Source passage: Begin

When a 22-year-old in Bondi wants to find a good barber, they do not Google "barber Bondi". They open TikTok, type "barber Bondi" into the in-app search bar, and scroll through 30-second videos of haircuts being done in real shops by real barbers. By the time they walk in, they have already seen the chair, the music, the conversation style, and the result. Google never enters the equation.
This is not a fringe behaviour any more. Google's own leaked internal research, surfaced in 2024 and confirmed by independent surveys since, found that nearly 40% of users under 25 open TikTok or Instagram first when searching for local businesses. The numbers have only climbed in 2026. For a generation that will dominate consumer spending within five years, search no longer means Google.
Why Social Search Wins for Local
The reason is not just generational preference. Social search delivers something Google structurally cannot: proof, in motion, in 30 seconds. A static Google review of a hairdresser is "great cut, friendly service, 5 stars". A TikTok video shows the actual cut, the actual chair, the actual vibe. One requires you to trust the reviewer. The other shows you the answer.
For categories where the experience itself is the product — food, beauty, fitness, hospitality, retail — that visual proof is wildly more persuasive than text. A 14-second clip of a sourdough being cut open at a Surry Hills bakery converts a Gen Z viewer in a way that a 4.8-star Google rating simply cannot.
The Trust Math, Restated
A 2025 study of Australian Gen Z consumers found that video reviews and behind-the-scenes content increased local-business trust by 2-3x compared to written reviews of the same length. The difference was even larger for hospitality, beauty, and fitness — categories where "the vibe" is half the purchase decision.
How TikTok Search Actually Works
TikTok's search algorithm is not a copy of Google's. It optimises for three things: recency, engagement velocity, and discoverability signals like captions, hashtags, and on-screen text. A video posted yesterday with strong watch-time can outrank a video posted six months ago with ten times the followers.
Crucially, TikTok treats captions and on-screen text as keywords. If your video opens with the words "best Thai restaurant in Newtown" written across the screen, that video becomes discoverable for that exact search — regardless of your follower count. This is the single most underused tactic in Australian local-business marketing right now.
What a Working Sydney Strategy Looks Like
The Sydney businesses winning on TikTok search have stopped treating it as a "social media platform" and started treating it as a search engine that happens to use video. Their playbook is consistent.
One video per week, minimum. Recency matters. Sporadic posting kills algorithmic momentum. Two to three short videos per week is the floor — even if they are 15-second clips shot on a phone in the shop.
Searchable captions. Every video opens with on-screen text containing the exact phrase a customer would type. "Best wood-fired pizza Marrickville". "Eyebrow tinting Bondi Junction". "Mechanic Parramatta open Saturday". These are searches, and the captions get indexed.

Source passage: End
Information provided: Begin

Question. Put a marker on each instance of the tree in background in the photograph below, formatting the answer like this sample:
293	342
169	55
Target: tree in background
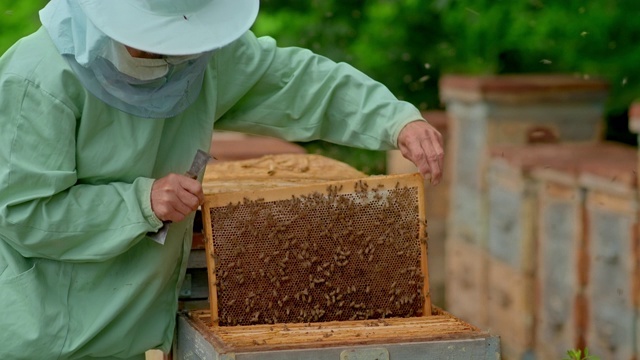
408	44
18	18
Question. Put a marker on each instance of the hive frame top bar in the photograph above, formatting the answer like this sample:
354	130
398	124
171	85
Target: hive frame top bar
341	187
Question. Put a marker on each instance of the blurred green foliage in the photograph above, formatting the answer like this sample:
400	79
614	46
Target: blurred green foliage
408	44
18	18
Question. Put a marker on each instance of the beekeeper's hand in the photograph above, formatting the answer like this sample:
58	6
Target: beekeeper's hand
421	143
175	196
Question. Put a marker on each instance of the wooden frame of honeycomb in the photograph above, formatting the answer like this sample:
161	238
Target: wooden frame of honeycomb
330	251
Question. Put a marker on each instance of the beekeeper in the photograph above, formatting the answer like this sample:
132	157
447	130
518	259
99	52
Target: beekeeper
101	109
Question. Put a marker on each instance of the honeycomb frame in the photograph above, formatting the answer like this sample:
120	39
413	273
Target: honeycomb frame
331	251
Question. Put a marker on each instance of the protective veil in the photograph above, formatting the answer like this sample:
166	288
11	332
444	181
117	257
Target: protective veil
101	65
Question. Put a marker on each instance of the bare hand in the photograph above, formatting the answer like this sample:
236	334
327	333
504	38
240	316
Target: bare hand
421	143
174	196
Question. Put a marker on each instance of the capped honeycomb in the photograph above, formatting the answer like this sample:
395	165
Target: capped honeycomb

Information provided: End

Activities:
[A] For each statement, say yes or no based on the TikTok search article, and quote the words from it that decide the answer.
(i) Nearly 40% of users under 25 open TikTok or Instagram first when searching for local businesses.
(ii) TikTok's search algorithm works the same way as Google's.
(iii) The 2025 study found that video reviews raised local-business trust fivefold over written reviews.
[B] Turn the paragraph in the TikTok search article that begins "TikTok's search algorithm is not a copy" into a short bulleted list that keeps its main facts.
[C] Write the next part of the TikTok search article, picking up after its last paragraph.
The records are separate material from the TikTok search article.

Results:
[A]
(i) Yes: "nearly 40% of users under 25 open TikTok or Instagram first when searching for local businesses."
(ii) No: "TikTok's search algorithm is not a copy of Google's."
(iii) No: "increased local-business trust by 2-3x compared to written reviews of the same length."

[B]
- TikTok's search algorithm is not a copy of Google's.
- It optimizes for recency, engagement velocity, and discoverability signals such as captions, hashtags, and on-screen text.
- A video posted yesterday with strong watch-time can outrank a video posted six months ago with ten times the followers.

[C]
Location tags + suburb hashtags. #sydneyfood #parramatta #northshore — niche local tags outperform broad national ones for discovery. Tag every video with the suburb, not just the city.
Show, do not tell. Videos that demonstrate the result — the haircut, the dish being plated, the room being styled — outperform talking-head explainers by a wide margin. The platform rewards content that shows what the business actually does.
Native, not recycled. Reposted Instagram Reels with the watermark visible get suppressed by TikTok's algorithm. Shoot for TikTok, post on TikTok, then cross-post the clean version to Reels.
The 90-Day Test
Local businesses that commit to two video posts per week for 90 days — searchable captions, suburb hashtags, native-shot — typically see meaningful discovery traffic by week six and a measurable lift in foot traffic or bookings by week twelve. The businesses that quit at week three see nothing, because TikTok's algorithm has not yet figured out who their content is for.
The Instagram Question
Instagram is the other social search engine that Sydney businesses cannot ignore. Reels behave similarly to TikTok in many ways, and Instagram's in-app search now indexes Reels captions, location tags, and even spoken audio. The good news: the same content strategy works on both platforms. The bad news: Instagram's organic reach has collapsed in 2026 (see our separate article on this in our May issue), making TikTok the higher-yield platform for cold discovery right now.
The Bottom Line
If you run a local Sydney business and you have spent the last decade optimising your Google presence, that work is not wasted — but it is no longer enough. The next generation of customers is searching somewhere your business is invisible. The fix is not complicated, but it does require commitment: a real, consistent presence on TikTok, treated as a search engine rather than a hobby.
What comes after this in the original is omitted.